Source data:
****

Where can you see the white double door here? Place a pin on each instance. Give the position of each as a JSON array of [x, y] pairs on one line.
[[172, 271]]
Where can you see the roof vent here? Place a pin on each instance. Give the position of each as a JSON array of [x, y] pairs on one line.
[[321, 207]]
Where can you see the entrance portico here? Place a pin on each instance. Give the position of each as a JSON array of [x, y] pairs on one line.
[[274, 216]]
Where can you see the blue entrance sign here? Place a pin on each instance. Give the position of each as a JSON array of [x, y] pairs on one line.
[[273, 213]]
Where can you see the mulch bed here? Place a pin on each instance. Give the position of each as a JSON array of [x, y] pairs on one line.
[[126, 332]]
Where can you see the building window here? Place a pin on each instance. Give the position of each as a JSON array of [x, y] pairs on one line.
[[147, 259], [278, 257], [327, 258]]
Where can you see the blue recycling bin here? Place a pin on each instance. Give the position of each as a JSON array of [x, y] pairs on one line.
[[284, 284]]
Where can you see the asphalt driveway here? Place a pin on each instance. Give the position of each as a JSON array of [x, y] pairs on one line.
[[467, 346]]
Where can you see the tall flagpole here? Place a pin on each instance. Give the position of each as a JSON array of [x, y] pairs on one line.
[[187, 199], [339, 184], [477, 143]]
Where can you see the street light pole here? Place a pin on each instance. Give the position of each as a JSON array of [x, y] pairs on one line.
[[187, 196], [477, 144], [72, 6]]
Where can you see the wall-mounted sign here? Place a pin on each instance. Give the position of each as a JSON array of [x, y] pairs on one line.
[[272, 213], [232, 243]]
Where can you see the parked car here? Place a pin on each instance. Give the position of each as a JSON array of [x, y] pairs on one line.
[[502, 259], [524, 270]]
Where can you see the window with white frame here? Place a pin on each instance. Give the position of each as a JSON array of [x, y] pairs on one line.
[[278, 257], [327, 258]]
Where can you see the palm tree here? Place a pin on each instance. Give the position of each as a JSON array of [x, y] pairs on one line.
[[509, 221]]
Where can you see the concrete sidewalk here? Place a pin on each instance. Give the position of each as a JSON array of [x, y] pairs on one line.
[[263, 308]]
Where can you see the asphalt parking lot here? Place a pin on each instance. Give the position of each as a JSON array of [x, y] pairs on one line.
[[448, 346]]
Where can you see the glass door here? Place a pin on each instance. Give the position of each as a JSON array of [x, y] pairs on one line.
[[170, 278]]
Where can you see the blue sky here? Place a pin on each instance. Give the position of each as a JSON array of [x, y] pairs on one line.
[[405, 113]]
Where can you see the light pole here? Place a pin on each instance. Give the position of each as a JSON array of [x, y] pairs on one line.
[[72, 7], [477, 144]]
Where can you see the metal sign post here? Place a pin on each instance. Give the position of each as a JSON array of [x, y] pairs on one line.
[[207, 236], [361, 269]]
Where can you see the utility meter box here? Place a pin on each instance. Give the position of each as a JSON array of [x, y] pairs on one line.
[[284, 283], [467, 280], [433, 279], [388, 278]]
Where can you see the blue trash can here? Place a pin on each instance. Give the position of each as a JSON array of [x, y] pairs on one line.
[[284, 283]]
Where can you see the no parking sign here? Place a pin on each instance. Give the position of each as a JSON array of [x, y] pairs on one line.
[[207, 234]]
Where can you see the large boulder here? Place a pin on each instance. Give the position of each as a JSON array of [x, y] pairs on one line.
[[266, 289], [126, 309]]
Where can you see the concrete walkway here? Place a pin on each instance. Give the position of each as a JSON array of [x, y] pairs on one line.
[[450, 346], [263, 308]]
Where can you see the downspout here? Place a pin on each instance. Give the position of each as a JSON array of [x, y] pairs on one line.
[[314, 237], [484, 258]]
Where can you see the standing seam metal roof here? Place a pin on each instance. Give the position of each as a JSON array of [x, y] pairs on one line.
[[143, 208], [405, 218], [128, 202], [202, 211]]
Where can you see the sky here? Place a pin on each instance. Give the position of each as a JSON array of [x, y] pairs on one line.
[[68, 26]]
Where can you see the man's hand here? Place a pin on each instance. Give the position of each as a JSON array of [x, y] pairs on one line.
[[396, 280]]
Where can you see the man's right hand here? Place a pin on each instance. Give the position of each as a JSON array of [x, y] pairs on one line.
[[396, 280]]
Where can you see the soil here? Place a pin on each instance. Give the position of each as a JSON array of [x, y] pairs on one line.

****

Set exercise: Please output, word for word, the stretch of entries from the line containing "Where can you see the concrete walkway" through the end of the entries.

Reply to the task:
Where can you see the concrete walkway here? Place a pin on each instance. Give the position of each as a JSON array of [x, y] pairs on one line.
[[450, 346], [263, 308]]
Where can you see the downspout here? Place a pin on each instance. Give the position of each as a JSON array of [x, y] pairs on one line.
[[314, 237], [484, 258]]
Where can you see the standing seam metal roof here? Place a pin on each instance. Give the position of each as a JSON array of [x, y] pairs on one line.
[[143, 208], [405, 218], [128, 202], [202, 211]]
Where can you see the sky here? Place a pin on each instance. Give the position of each as a JSON array of [x, y] pairs on one line.
[[68, 26]]
Where can you see the man's hand here? Place a pin on each instance. Give the position of each as a JSON array of [x, y] pairs on one line.
[[396, 280]]
Where can you see the man's right hand here? Place a pin on each instance. Give the position of each as a JSON array of [x, y] pairs on one line.
[[396, 280]]
Where can you see the soil here? Place a pin on each instance. Give the position of each as a JSON array of [x, y] pairs on one line.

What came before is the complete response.